## Task brief:
Type out the entries below again, character for character.

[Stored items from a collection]
================
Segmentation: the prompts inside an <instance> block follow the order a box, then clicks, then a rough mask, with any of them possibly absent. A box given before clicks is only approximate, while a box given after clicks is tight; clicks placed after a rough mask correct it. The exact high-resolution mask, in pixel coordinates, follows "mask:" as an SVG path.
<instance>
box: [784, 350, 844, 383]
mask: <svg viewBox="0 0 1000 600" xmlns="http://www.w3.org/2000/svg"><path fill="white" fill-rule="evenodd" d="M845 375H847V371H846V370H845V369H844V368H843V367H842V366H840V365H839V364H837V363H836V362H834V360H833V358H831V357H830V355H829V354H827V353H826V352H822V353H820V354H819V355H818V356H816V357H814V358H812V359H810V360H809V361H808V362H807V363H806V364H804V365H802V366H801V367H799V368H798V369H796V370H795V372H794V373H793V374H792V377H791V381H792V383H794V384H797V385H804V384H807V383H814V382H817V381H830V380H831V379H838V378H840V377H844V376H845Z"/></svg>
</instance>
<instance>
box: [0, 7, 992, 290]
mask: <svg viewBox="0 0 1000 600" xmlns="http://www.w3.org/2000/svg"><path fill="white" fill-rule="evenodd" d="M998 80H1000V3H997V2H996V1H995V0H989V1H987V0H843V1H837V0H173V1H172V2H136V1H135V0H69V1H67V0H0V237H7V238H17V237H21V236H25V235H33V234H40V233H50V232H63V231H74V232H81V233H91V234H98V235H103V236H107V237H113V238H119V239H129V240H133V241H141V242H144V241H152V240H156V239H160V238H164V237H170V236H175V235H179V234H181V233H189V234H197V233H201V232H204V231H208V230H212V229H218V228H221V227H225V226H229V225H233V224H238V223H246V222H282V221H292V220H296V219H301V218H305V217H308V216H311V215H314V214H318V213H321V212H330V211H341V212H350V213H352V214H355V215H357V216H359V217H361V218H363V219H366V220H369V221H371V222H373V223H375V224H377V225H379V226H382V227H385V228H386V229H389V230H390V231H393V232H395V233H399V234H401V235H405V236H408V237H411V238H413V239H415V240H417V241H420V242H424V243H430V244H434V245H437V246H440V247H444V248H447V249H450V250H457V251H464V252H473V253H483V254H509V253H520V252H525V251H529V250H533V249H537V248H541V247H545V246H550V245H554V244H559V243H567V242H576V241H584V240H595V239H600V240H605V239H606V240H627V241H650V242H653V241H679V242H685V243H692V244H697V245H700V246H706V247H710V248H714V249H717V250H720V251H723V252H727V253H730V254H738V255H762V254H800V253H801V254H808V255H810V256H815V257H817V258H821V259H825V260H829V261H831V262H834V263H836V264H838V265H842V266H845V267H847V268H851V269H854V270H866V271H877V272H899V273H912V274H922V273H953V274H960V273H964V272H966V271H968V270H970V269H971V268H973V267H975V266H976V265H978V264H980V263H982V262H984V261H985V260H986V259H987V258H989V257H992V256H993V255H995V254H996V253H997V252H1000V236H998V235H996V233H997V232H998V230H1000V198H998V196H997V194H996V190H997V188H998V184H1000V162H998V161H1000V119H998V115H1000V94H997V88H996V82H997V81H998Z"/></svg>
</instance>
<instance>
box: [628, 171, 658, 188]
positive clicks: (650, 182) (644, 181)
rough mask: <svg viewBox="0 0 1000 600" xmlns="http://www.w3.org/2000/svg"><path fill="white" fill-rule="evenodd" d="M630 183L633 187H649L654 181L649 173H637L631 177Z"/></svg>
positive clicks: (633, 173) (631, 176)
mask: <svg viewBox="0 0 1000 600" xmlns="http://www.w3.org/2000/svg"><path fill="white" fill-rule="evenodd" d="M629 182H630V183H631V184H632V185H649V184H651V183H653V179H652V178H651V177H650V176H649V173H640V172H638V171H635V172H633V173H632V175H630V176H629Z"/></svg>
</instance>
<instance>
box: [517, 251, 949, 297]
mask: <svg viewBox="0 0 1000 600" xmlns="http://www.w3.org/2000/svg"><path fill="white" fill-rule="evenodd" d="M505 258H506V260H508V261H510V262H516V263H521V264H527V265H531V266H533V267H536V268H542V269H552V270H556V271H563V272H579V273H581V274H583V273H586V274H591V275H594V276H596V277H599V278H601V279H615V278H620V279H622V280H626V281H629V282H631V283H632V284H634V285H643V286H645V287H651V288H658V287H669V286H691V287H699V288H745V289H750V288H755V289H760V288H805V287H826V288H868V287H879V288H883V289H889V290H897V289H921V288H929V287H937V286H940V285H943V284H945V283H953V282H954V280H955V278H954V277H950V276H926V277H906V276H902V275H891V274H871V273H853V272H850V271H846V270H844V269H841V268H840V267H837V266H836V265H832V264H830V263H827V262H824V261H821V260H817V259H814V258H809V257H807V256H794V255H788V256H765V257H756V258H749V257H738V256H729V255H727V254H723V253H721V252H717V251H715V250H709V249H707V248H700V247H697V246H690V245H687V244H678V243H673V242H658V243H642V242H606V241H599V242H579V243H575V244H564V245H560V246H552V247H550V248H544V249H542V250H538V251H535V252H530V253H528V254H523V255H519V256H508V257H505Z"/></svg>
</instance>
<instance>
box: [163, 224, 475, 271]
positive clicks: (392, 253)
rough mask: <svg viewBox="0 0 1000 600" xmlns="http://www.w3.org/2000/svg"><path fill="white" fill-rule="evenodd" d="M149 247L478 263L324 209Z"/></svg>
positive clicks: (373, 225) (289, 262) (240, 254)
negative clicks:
================
## Solution for this task:
Segmentation: the prompts inside an <instance> block follow the order a box, then clicks, then a rough mask, with any of them possibly absent. A box given before clicks is only approximate, while a box given after clicks is tight; clicks placed after a rough mask correct it. The exact high-resolution mask, in pixel coordinates, follows "mask:" as an SVG path.
<instance>
box: [784, 350, 844, 383]
mask: <svg viewBox="0 0 1000 600" xmlns="http://www.w3.org/2000/svg"><path fill="white" fill-rule="evenodd" d="M845 375H847V371H846V370H845V369H844V368H843V367H842V366H840V365H839V364H837V363H836V362H834V360H833V358H831V357H830V355H829V354H827V353H826V352H822V353H820V354H819V355H818V356H816V357H814V358H812V359H810V360H809V361H808V362H807V363H806V364H804V365H802V366H801V367H799V368H798V369H796V370H795V372H794V373H793V374H792V377H791V381H792V383H794V384H797V385H804V384H807V383H814V382H817V381H830V380H831V379H838V378H840V377H844V376H845Z"/></svg>
</instance>
<instance>
box: [0, 7, 992, 290]
mask: <svg viewBox="0 0 1000 600" xmlns="http://www.w3.org/2000/svg"><path fill="white" fill-rule="evenodd" d="M998 80H1000V3H997V2H996V1H995V0H989V1H987V0H843V1H837V0H173V1H172V2H136V1H135V0H69V1H67V0H0V237H7V238H17V237H21V236H25V235H33V234H40V233H50V232H63V231H74V232H81V233H91V234H98V235H103V236H107V237H113V238H119V239H129V240H133V241H141V242H144V241H152V240H156V239H160V238H164V237H170V236H175V235H179V234H181V233H189V234H197V233H201V232H204V231H208V230H212V229H218V228H221V227H225V226H229V225H233V224H238V223H246V222H282V221H292V220H296V219H301V218H305V217H308V216H311V215H314V214H318V213H321V212H330V211H341V212H350V213H352V214H355V215H357V216H359V217H361V218H363V219H366V220H369V221H371V222H373V223H375V224H377V225H379V226H382V227H385V228H386V229H389V230H390V231H393V232H395V233H399V234H401V235H405V236H408V237H411V238H413V239H415V240H417V241H420V242H424V243H430V244H434V245H437V246H440V247H444V248H447V249H450V250H457V251H464V252H473V253H483V254H509V253H520V252H525V251H529V250H533V249H537V248H541V247H545V246H550V245H554V244H559V243H567V242H576V241H584V240H595V239H600V240H605V239H606V240H627V241H650V242H653V241H679V242H685V243H692V244H697V245H700V246H706V247H710V248H714V249H717V250H720V251H723V252H727V253H730V254H738V255H762V254H800V253H801V254H808V255H810V256H815V257H817V258H821V259H825V260H829V261H831V262H834V263H836V264H838V265H842V266H845V267H847V268H851V269H854V270H866V271H877V272H899V273H912V274H922V273H953V274H960V273H964V272H966V271H968V270H970V269H971V268H973V267H975V266H976V265H978V264H980V263H982V262H984V261H985V260H986V259H987V258H989V257H992V256H993V255H995V254H996V253H997V252H1000V236H998V235H996V233H997V232H998V230H1000V198H998V196H997V194H996V190H997V188H998V184H1000V162H998V161H1000V119H998V115H1000V94H997V88H996V82H997V81H998Z"/></svg>
</instance>
<instance>
box: [628, 171, 658, 188]
positive clicks: (650, 182) (644, 181)
rough mask: <svg viewBox="0 0 1000 600" xmlns="http://www.w3.org/2000/svg"><path fill="white" fill-rule="evenodd" d="M630 183L633 187H649L654 181L649 173H637L631 177Z"/></svg>
positive clicks: (633, 173) (631, 176)
mask: <svg viewBox="0 0 1000 600" xmlns="http://www.w3.org/2000/svg"><path fill="white" fill-rule="evenodd" d="M629 182H630V183H631V184H632V185H649V184H651V183H653V179H652V178H651V177H650V176H649V173H640V172H638V171H635V172H633V173H632V175H630V176H629Z"/></svg>
</instance>
<instance>
box: [517, 251, 949, 297]
mask: <svg viewBox="0 0 1000 600" xmlns="http://www.w3.org/2000/svg"><path fill="white" fill-rule="evenodd" d="M505 258H506V260H508V261H510V262H516V263H521V264H527V265H531V266H533V267H536V268H542V269H552V270H556V271H563V272H579V273H581V274H583V273H586V274H591V275H594V276H596V277H599V278H601V279H615V278H620V279H622V280H626V281H629V282H631V283H632V284H634V285H643V286H645V287H651V288H658V287H669V286H691V287H699V288H745V289H750V288H755V289H760V288H805V287H826V288H868V287H879V288H883V289H889V290H897V289H921V288H929V287H937V286H940V285H943V284H945V283H953V282H954V280H955V278H954V277H950V276H926V277H906V276H902V275H891V274H871V273H853V272H850V271H846V270H844V269H841V268H840V267H837V266H836V265H832V264H830V263H827V262H824V261H821V260H817V259H814V258H809V257H807V256H794V255H788V256H765V257H756V258H749V257H738V256H729V255H727V254H723V253H721V252H717V251H715V250H709V249H707V248H700V247H697V246H690V245H687V244H678V243H673V242H658V243H642V242H606V241H599V242H579V243H575V244H564V245H560V246H552V247H550V248H544V249H542V250H538V251H535V252H530V253H528V254H523V255H519V256H508V257H505Z"/></svg>
</instance>
<instance>
box: [163, 224, 475, 271]
positive clicks: (392, 253)
rough mask: <svg viewBox="0 0 1000 600" xmlns="http://www.w3.org/2000/svg"><path fill="white" fill-rule="evenodd" d="M149 247L478 263L324 209Z"/></svg>
positive clicks: (373, 225) (289, 262) (240, 254)
negative clicks:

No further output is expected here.